**PROMPT**.
Copy the material below word for word, leaving out the pictures.

A run of records:
____
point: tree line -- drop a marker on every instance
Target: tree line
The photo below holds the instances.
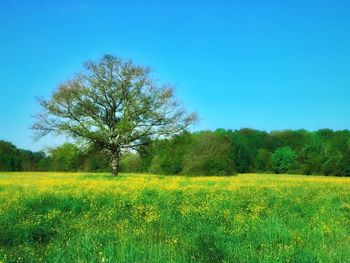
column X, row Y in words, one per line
column 219, row 152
____
**SOLUTION TO THE EXERCISE**.
point: tree line -- drop a marker on every instance
Target: tree line
The photo below holds the instances.
column X, row Y in words, one per line
column 219, row 152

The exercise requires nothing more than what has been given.